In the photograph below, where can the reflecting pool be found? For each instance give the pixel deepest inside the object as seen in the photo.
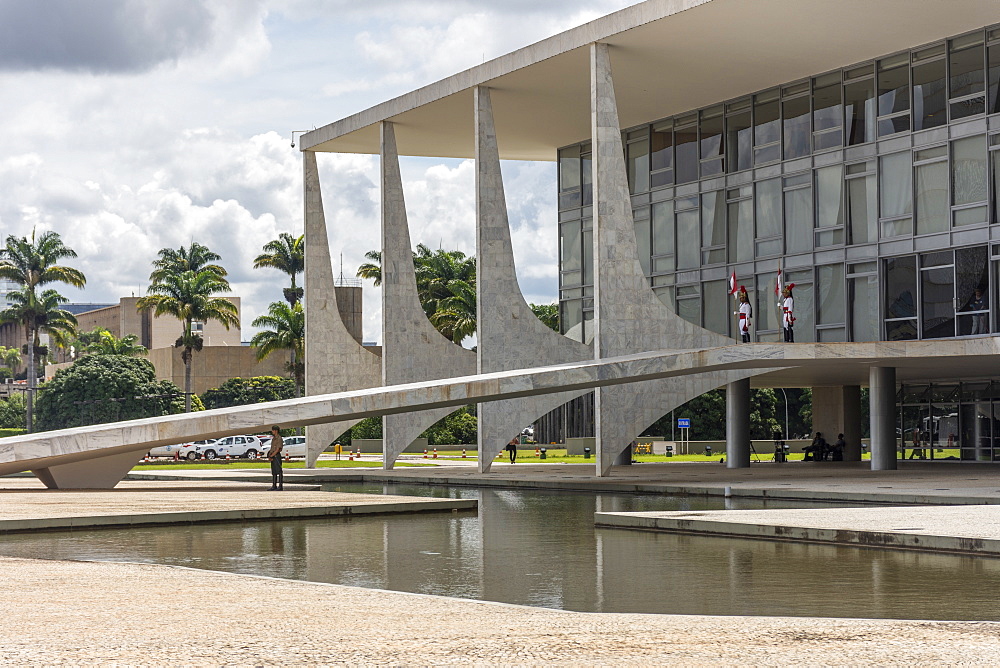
(541, 548)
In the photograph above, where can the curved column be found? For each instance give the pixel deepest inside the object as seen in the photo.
(412, 349)
(510, 335)
(335, 361)
(628, 317)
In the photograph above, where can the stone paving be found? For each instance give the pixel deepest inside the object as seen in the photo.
(73, 613)
(25, 504)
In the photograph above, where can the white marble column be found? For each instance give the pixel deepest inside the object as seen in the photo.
(882, 395)
(738, 424)
(510, 335)
(412, 349)
(628, 317)
(335, 362)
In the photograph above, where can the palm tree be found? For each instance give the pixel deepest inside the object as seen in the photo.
(438, 272)
(547, 313)
(31, 263)
(38, 314)
(190, 297)
(455, 316)
(109, 344)
(287, 254)
(373, 269)
(195, 258)
(287, 332)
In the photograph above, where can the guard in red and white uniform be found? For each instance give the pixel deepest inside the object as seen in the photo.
(745, 314)
(787, 306)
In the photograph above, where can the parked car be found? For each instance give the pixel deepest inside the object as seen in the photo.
(236, 447)
(295, 446)
(196, 449)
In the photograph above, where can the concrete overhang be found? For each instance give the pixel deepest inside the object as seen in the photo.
(668, 57)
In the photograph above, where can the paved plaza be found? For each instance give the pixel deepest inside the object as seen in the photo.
(72, 613)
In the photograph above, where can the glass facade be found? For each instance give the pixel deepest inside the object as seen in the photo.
(874, 188)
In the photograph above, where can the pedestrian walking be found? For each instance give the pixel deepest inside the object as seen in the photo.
(274, 454)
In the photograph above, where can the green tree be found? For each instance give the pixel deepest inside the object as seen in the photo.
(190, 297)
(287, 332)
(32, 263)
(13, 411)
(286, 254)
(242, 391)
(446, 287)
(196, 258)
(455, 316)
(105, 388)
(548, 314)
(109, 344)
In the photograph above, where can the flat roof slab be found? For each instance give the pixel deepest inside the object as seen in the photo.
(27, 506)
(961, 529)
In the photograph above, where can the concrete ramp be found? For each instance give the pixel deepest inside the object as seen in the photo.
(99, 455)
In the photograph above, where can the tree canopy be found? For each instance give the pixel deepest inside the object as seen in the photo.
(105, 388)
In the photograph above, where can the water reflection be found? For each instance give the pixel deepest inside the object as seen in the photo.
(541, 548)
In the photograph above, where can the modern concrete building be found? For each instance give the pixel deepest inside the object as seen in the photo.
(847, 144)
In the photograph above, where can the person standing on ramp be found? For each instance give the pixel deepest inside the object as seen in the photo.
(274, 454)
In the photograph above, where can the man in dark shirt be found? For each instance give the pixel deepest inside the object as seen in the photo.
(274, 454)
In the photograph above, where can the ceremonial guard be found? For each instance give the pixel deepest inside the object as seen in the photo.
(787, 318)
(745, 314)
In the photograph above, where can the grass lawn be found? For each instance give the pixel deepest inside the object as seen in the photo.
(260, 464)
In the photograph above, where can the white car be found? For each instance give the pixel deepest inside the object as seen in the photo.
(295, 446)
(235, 447)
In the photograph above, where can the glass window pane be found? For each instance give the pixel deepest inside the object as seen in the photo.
(805, 311)
(688, 244)
(768, 205)
(827, 112)
(713, 220)
(689, 308)
(642, 240)
(968, 170)
(686, 154)
(569, 168)
(831, 288)
(896, 185)
(741, 231)
(711, 137)
(766, 123)
(739, 142)
(798, 220)
(796, 127)
(972, 274)
(931, 183)
(717, 305)
(862, 210)
(994, 79)
(967, 76)
(901, 287)
(830, 196)
(937, 292)
(893, 90)
(929, 95)
(638, 166)
(570, 249)
(662, 156)
(864, 309)
(859, 112)
(766, 310)
(663, 228)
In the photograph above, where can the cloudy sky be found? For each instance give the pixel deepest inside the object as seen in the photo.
(130, 125)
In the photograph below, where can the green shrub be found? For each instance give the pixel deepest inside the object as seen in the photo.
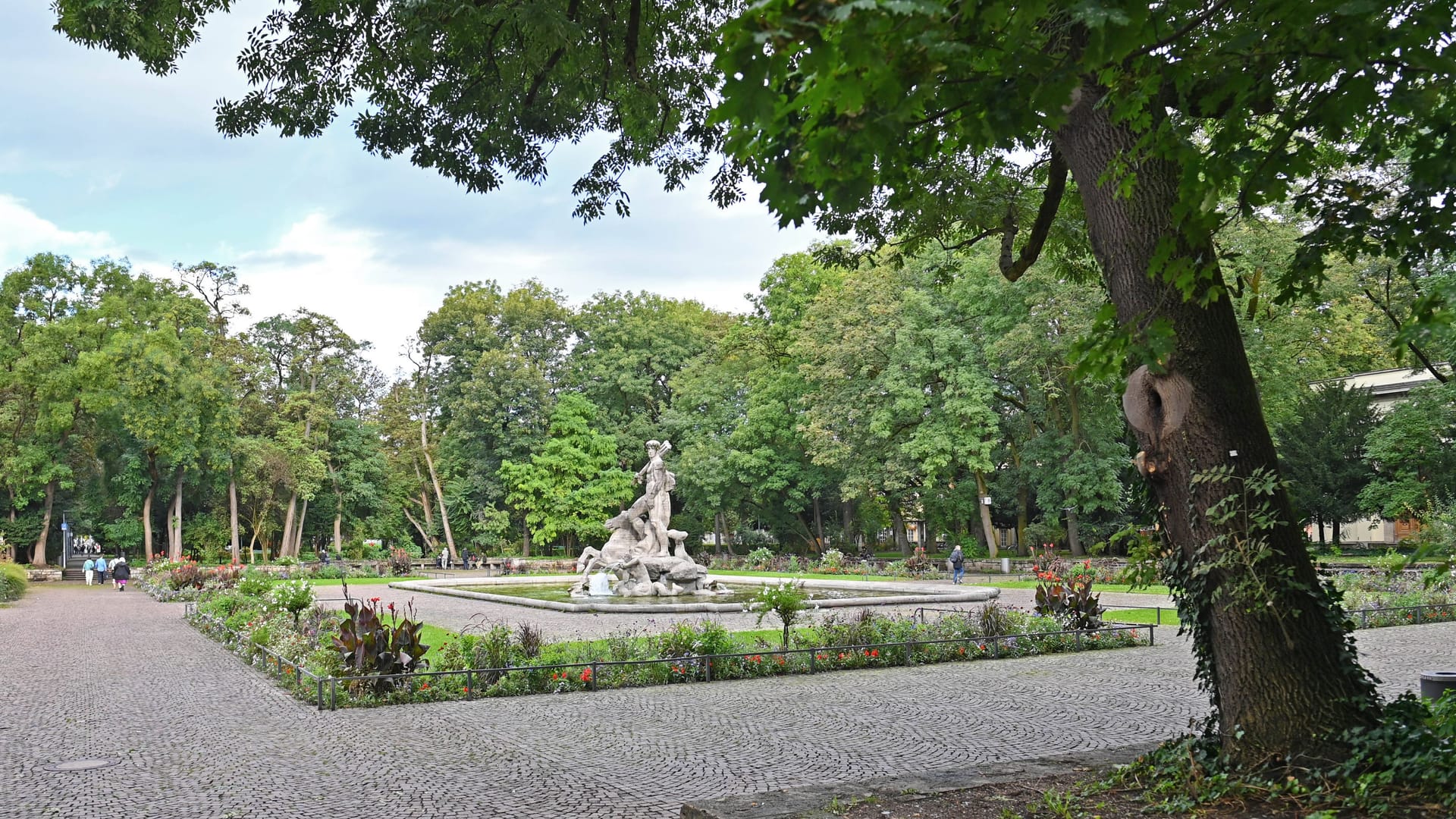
(400, 561)
(254, 583)
(785, 601)
(759, 557)
(226, 604)
(12, 582)
(291, 596)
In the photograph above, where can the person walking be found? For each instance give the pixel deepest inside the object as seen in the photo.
(121, 573)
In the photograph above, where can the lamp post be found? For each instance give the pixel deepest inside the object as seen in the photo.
(1072, 531)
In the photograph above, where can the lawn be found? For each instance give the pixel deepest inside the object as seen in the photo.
(1169, 617)
(363, 580)
(974, 580)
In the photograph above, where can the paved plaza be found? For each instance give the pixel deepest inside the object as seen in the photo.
(96, 673)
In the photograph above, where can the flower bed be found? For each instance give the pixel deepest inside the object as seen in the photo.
(495, 661)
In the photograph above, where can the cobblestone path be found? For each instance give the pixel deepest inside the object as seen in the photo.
(96, 673)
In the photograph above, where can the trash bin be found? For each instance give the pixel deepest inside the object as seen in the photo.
(1435, 684)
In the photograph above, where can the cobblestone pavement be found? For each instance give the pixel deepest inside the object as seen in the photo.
(96, 673)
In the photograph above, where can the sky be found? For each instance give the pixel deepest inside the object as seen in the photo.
(101, 159)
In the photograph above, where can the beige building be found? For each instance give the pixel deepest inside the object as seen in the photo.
(1386, 390)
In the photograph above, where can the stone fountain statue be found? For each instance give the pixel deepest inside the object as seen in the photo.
(644, 554)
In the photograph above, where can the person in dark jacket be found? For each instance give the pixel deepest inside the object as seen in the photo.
(120, 572)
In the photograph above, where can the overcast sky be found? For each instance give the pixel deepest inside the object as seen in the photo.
(98, 158)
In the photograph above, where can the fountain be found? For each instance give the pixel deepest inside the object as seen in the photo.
(644, 557)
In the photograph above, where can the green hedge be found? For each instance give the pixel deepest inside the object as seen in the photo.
(12, 582)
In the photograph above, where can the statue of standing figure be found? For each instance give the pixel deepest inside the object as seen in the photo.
(657, 500)
(647, 556)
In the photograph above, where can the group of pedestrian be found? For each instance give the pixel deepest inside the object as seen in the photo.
(98, 567)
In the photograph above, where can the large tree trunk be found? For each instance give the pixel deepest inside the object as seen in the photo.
(899, 525)
(177, 519)
(440, 496)
(819, 528)
(982, 490)
(1074, 541)
(146, 521)
(297, 531)
(232, 515)
(1283, 675)
(287, 523)
(38, 550)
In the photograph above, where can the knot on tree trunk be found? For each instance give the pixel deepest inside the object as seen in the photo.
(1155, 404)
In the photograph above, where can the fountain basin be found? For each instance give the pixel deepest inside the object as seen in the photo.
(856, 594)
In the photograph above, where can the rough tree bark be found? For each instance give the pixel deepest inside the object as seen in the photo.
(38, 550)
(1283, 675)
(899, 525)
(232, 513)
(287, 523)
(440, 496)
(987, 528)
(175, 521)
(146, 521)
(296, 548)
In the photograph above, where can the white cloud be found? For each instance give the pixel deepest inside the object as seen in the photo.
(376, 290)
(25, 234)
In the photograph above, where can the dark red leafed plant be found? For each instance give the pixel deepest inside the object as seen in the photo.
(1066, 594)
(379, 645)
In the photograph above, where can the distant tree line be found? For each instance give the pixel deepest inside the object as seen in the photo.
(849, 398)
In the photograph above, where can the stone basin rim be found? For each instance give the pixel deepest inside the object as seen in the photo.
(698, 605)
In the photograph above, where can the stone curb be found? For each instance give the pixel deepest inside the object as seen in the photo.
(913, 596)
(808, 802)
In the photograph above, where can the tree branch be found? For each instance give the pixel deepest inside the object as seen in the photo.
(1050, 202)
(1411, 344)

☆ ☆ ☆

• _Task directions_:
Put each line of the listing above into the copy exactly, dropping the pictures.

• _Written response_:
In the photograph below, where can the reflecting pool be found? For each instance give the pixel deepest inside the object as seen in the photo.
(541, 548)
In the photograph above, where can the curved column be found? For each instance give the pixel deepest inside the object as seen in the photo.
(412, 349)
(510, 335)
(335, 361)
(628, 317)
In the photograph above, where can the stone paving be found? For each instance give the pixel deepest inside the object as seen in the photo.
(73, 613)
(25, 504)
In the photograph above, where can the white marble column be found? For each instance give the pixel deepest inside the object as seen in the photo.
(882, 395)
(738, 424)
(510, 335)
(412, 349)
(628, 317)
(335, 362)
In the photograph above, where can the palm tree be found? For each instance give the pixel deepest inside the object as seen in the photo.
(438, 272)
(547, 313)
(31, 263)
(38, 314)
(190, 297)
(455, 316)
(109, 344)
(287, 254)
(373, 269)
(195, 258)
(287, 332)
In the photograph above, where can the guard in red and white uniform be found? For each instance give the pixel deepest inside the object as seen in the photo.
(745, 314)
(787, 306)
In the photograph above, where can the parked car be found? For each instance give the pixel deepest inside the object as seen in the photo.
(236, 447)
(295, 446)
(196, 449)
In the photograph above, where can the concrete overhang be found? For each instance give the pixel deepest inside the object as seen in the photo.
(668, 57)
In the photograph above, where can the paved plaza be found? For each instance give the pixel deepest inside the object as seen in the photo.
(72, 613)
In the photograph above, where can the glass facade be found? For each instance give the pixel deepest inside the object as seen in the photo.
(874, 188)
In the photograph above, where can the pedestrian walking be found? For each instance give the pixel deepest inside the object as seen in the photo.
(274, 454)
In the photograph above, where can the green tree be found? For each instance give the pixel deepest inside the object as seen in the photo.
(190, 297)
(287, 332)
(32, 263)
(13, 411)
(286, 254)
(242, 391)
(446, 287)
(196, 258)
(455, 316)
(105, 388)
(548, 314)
(109, 344)
In the photograph above, where can the flat roof slab be found? For each instance give the pixel deepest inside the object as seen in the photo.
(27, 506)
(961, 529)
In the photograph above, where can the concrete ramp be found? For each instance give the pixel deepest inside the object as seen in the photo.
(99, 455)
In the photograph above, where can the tree canopy be found? For each instance give the pixel deepest inside the object as seen in the photo.
(105, 388)
In the photograph above, where can the water reflection be found? For each instance give the pixel deepest inside the object as seen in the photo.
(541, 548)
In the photograph above, where can the modern concrete building be found? For each instance give the pixel deepest inside the object as seen in the photo.
(847, 144)
In the photograph above, where can the person standing on ramp be found? For each instance give the pixel deepest inside the object as seen in the photo.
(274, 454)
In the photograph above, where can the man in dark shirt be found? For each instance give the pixel deepest inside the object as seen in the photo.
(274, 454)
In the photograph above, where can the ceremonial guard be found? For each instance give the pixel deepest inside the object as seen in the photo.
(787, 318)
(745, 314)
In the photograph above, where can the grass lawn be found? For each instance give the pixel deepest inside the object as seen in the photo.
(260, 464)
In the photograph above, where can the white car be found? For each instance give the pixel deepest inside the object as seen in the photo.
(295, 446)
(235, 447)
In the photograph above, where can the glass window pane be found? For each instance give the pixel deepest inside the object as seen in the photo.
(805, 311)
(688, 244)
(768, 205)
(827, 112)
(713, 220)
(689, 308)
(642, 240)
(968, 170)
(686, 154)
(569, 168)
(831, 288)
(896, 185)
(741, 231)
(711, 137)
(766, 123)
(739, 142)
(798, 220)
(796, 127)
(972, 274)
(931, 183)
(717, 305)
(862, 210)
(994, 79)
(967, 76)
(901, 287)
(830, 196)
(937, 292)
(893, 90)
(929, 95)
(638, 166)
(570, 249)
(662, 156)
(864, 309)
(859, 112)
(766, 310)
(663, 228)
In the photograph above, where can the cloudy sky be found? For each instance give the pixel deepest inside the object as seen in the photo.
(130, 125)
In the photograph below, where can the green shrub be found? For each instance give the pixel deepest inside the object as seen in the photo.
(400, 561)
(254, 583)
(785, 601)
(759, 557)
(226, 604)
(12, 582)
(291, 596)
In the photograph above, where can the person walking be found? For each instance give the pixel deepest inside the object as seen in the photo.
(121, 573)
In the photograph above, where can the lamp post be found? For each instance give the pixel deepest inside the object as seen in the photo.
(1072, 531)
In the photograph above, where can the lawn be found? For each instance give the pixel deepest inside the object as seen in the photo.
(1169, 617)
(363, 580)
(974, 580)
In the photograph above, where can the paved plaza be found? For each instance give the pixel deepest inside the object as seen in the photo.
(96, 673)
In the photograph above, where can the flower bed be found? For each instance give the pixel deepest inside the object as seen in the photo.
(495, 661)
In the photograph above, where can the cobblestone path be found? For each instance give the pixel deepest inside the object as seen in the photo.
(96, 673)
In the photograph above, where can the trash bin be found? For each instance give the pixel deepest inside the object as seen in the photo.
(1435, 684)
In the photograph above, where can the cobblestone pavement be found? For each instance give the pixel deepest inside the object as seen in the photo.
(96, 673)
In the photograph above, where can the sky be found? For each instance give the pixel deepest inside the object as seen in the photo.
(101, 159)
In the photograph above, where can the beige building be found? For each instance give the pixel deepest inside the object as seen in the photo.
(1386, 390)
In the photograph above, where can the stone fountain statue be found? For each instance give the pixel deepest inside the object as seen in the photo.
(644, 554)
In the photograph above, where can the person in dark jacket be found? For each instance give the pixel deepest inside the object as seen in the photo.
(120, 572)
In the photograph above, where can the overcast sky be found? For each instance give the pixel deepest inside the object as seen in the photo.
(98, 158)
In the photograph above, where can the fountain be found? For each instance give the pixel deepest inside the object as seen in the photo.
(644, 557)
In the photograph above, where can the green hedge be found? For each instance give the pixel deepest inside the object as seen in the photo.
(12, 582)
In the photograph above, where can the statue of standing figure be found? For each instance give the pixel deepest inside the object as seen in the photo.
(657, 500)
(647, 556)
In the photograph above, where can the group of pedestrian be found? For each instance give the pixel deepest inside the object as seen in the photo.
(98, 567)
In the photograph above, where can the large tree trunk be found? For each instance give the pixel deepest inside the object as seen in the photo.
(899, 525)
(177, 519)
(440, 496)
(819, 528)
(982, 490)
(1074, 541)
(146, 521)
(297, 531)
(232, 515)
(1283, 675)
(287, 523)
(38, 550)
In the photograph above, where can the knot on tree trunk be found? For each instance give the pixel deepest inside the object as seen in the photo.
(1155, 404)
In the photograph above, where can the fountain basin be found? For each instance give the pixel deepest inside the object as seen in the photo.
(856, 594)
In the photograph above, where can the rough tree bark be found? For each instance give the pixel deepest inside the object as seen in the photo.
(38, 550)
(1283, 675)
(899, 525)
(232, 513)
(287, 523)
(440, 496)
(987, 528)
(175, 521)
(146, 521)
(296, 548)
In the photograph above, where can the white cloud be found? For each instance give the pixel deepest inside the object as seen in the photo.
(376, 290)
(25, 234)
In the photograph above, where can the dark red leafed plant be found? For each instance give the pixel deepest inside the object as seen in the photo.
(1066, 594)
(379, 645)
In the photograph above, where can the distant tree line be found? For each instance give the pixel deepest inside the object as seen in the photo.
(849, 398)
In the photograph above, where can the stone basin rim be found? For each instance give the pixel deepest inside the object as seen in the photo.
(698, 605)
In the photograph above, where can the stone curb be found? For each instance give the pixel deepest inside the object as seen in the photo.
(913, 596)
(808, 802)
In the photograph above, where can the tree branch be found? For each instance give the pixel deepest inside the object as seen in the photo.
(1050, 202)
(1411, 344)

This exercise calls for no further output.